__Source text__
= = = = = = =

London - Combining predatory instincts with a street fighter's approach to duelling with defenders, Diego Costa has emerged as the unapologetically snarling face of Jose Mourinho's hugely successful Chelsea overhaul.
Prised away from Atletico Madrid for $49 million by Mourinho, who surely recognised a kindred spirit in the fiercely competitive and occasionally spiteful Brazil-born Spain international, Costa has been everything the Chelsea manager could have dreamt of in an explosive debut season in English football.
If the bruising Didier Drogba was the blunt instrument Mourinho favoured to bludgeon opponents into submission in his first spell as Chelsea boss, in Costa, likely to be the key figure in Sunday's League Cup final against Tottenham at Wembley, he has found an even more effective weapon.
After spending most of his first season bemoaning his lack of dynamic attacking options, Mourinho's eye was taken with the way Costa fought fire with fire during Chelsea's Champions League semi-final defeat against Atletico Madrid last season.
After receiving a typically full-blooded challenge from John Terry delivered with the intent of intimidating, Costa gamely took every bump and bruise inflicted by his markers, returning the compliment with some ferocious challenges of his own.
That tetchy encounter left a positive impression on Terry, who said: "I think everyone remembers the square-up we had in the first 10 minutes against Atletico Madrid and after it I thought 'fair play'."
Costa's ruthless drive comes from a desire to make up for lost time after a slow start to his career.
With 27 goals, Costa was the key figure in Atletico's La Liga title triumph last year, and he also helped Diego Simeone's side finish as Champions League runners-up.
Yet before then his highest goal tally in a season was 10 during a loan spell at Rayo Vallecano and his breakthrough at Atletico only came in 2013 when he emerged from team-mate Radamel Falcao's shadow to score in a Copa del Rey final win over Real Madrid.

= = = = = = =

__Data shown__
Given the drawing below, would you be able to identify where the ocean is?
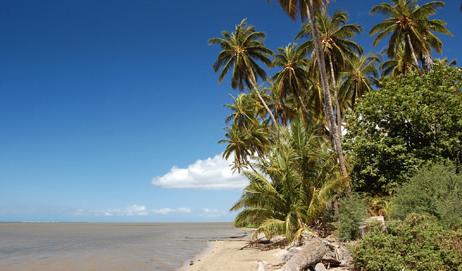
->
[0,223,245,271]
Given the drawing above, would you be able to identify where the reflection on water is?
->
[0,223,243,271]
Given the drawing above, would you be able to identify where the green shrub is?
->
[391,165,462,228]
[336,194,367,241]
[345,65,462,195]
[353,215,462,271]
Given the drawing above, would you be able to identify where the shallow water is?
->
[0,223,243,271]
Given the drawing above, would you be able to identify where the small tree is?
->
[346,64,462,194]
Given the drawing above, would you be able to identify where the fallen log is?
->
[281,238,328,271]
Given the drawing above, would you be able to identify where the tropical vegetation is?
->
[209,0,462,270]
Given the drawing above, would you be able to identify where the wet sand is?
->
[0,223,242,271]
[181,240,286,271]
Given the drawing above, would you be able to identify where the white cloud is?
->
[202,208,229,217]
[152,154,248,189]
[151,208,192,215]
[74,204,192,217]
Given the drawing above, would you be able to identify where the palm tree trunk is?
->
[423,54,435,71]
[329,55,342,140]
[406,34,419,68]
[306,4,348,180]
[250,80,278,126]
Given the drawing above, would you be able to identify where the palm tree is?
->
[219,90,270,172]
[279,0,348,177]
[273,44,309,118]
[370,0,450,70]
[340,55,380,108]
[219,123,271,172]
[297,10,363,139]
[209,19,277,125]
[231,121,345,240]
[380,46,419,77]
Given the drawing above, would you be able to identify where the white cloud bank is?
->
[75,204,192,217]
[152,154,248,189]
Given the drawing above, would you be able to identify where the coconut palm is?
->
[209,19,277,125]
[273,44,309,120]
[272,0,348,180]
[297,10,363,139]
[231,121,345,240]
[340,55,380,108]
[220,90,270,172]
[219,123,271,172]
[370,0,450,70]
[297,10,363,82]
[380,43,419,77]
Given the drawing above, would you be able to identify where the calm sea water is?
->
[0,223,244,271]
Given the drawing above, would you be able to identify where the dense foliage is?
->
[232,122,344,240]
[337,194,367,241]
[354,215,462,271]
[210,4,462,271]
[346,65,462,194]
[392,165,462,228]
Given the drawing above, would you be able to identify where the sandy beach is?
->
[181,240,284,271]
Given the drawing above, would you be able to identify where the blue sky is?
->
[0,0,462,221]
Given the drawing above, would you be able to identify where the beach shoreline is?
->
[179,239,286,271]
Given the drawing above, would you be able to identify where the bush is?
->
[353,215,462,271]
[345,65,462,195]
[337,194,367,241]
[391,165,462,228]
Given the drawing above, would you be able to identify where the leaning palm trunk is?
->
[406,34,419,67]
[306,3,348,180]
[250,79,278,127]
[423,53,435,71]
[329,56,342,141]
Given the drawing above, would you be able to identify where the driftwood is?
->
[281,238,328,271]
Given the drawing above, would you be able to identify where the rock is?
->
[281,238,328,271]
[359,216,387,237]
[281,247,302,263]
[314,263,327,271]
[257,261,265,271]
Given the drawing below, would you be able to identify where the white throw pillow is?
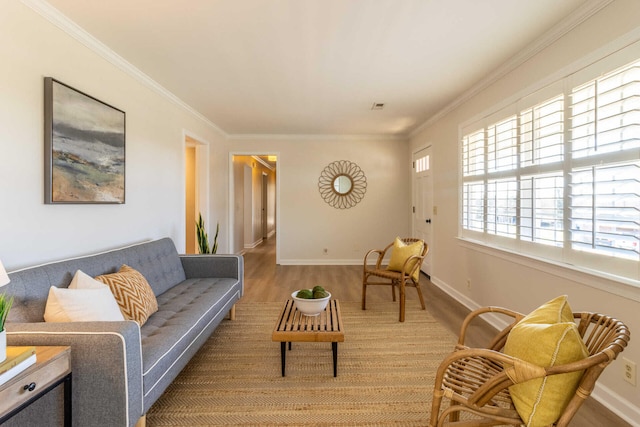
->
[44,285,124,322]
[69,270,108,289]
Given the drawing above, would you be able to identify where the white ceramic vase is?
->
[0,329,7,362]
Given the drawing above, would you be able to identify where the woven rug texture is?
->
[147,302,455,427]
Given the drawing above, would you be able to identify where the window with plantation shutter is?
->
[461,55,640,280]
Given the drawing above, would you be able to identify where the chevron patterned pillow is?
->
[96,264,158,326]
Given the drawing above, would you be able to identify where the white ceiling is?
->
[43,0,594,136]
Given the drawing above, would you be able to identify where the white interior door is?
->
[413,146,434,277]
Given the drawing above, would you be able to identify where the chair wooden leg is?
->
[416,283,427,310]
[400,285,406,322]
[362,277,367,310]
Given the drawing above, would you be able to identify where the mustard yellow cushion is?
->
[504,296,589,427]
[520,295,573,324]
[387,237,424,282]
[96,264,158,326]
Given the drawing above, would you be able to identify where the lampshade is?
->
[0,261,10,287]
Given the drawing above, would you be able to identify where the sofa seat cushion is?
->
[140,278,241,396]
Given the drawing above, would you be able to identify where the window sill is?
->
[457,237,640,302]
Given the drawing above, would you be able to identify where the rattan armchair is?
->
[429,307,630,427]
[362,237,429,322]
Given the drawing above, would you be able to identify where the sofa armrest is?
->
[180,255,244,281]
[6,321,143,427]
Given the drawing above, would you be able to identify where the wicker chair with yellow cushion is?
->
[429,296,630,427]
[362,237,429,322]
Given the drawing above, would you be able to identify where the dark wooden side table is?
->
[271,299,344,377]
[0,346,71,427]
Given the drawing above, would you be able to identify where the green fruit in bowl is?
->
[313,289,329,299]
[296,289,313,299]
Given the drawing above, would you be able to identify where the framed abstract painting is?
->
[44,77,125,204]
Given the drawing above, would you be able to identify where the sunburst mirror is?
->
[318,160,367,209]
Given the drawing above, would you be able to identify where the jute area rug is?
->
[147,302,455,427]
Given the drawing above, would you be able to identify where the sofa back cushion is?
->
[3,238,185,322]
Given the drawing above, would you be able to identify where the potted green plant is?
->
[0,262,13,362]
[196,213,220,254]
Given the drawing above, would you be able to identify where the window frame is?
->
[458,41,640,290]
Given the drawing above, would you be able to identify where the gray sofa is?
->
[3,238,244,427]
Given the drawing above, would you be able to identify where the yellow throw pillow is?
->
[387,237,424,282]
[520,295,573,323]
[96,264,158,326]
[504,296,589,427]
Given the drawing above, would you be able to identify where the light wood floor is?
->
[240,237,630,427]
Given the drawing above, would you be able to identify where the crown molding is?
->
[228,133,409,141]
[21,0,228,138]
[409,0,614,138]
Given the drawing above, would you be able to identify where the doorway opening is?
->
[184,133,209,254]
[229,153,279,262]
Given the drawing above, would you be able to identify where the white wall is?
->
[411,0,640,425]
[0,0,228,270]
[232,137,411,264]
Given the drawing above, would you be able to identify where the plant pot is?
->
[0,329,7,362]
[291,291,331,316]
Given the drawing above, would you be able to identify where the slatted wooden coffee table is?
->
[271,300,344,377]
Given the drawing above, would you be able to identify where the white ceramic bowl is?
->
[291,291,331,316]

= = = = = = =

__What this exercise asks__
(a) According to the article about Diego Costa, how much did Chelsea pay Atletico Madrid for him?
(b) Continue the article about Diego Costa from where it stops.

__Responses by item number__
(a) $49 million.

(b)
Given the 26-year-old's no-holds-barred style, it is little surprise he has fared so well in the rough and tumble Premier League.
Costa has fired the Blues to the top of the Premier League with 17 goals in just 20 appearances, while also earning widespread criticism after being handed a three-match ban for his cynical stamp on Liverpool's Emre Can in the League Cup semi-finals.
Like Mourinho, he has demonstrated a refusal to play by the sport's accepted conventions, no matter what the perception of his aggressive approach.
He responded to his suspension for the Can incident by clattering into Terry in the next training session, which can hardly have surprised the veteran defender given his colleague's call to arms during his first day at the club's Cobham headquarters.
"I'm very happy to be playing for Chelsea, but there will be times when I frustrate and annoy you, the Daily Telegraph quoted Costa as telling his team-mates.
"I will fight for every ball, every goal and I will get banned during the season.
"But I will also win you more points than you had last year and we will win trophies."
So far Costa has been true to that battle cry and this weekend he has the opportunity to deliver the silverware as well.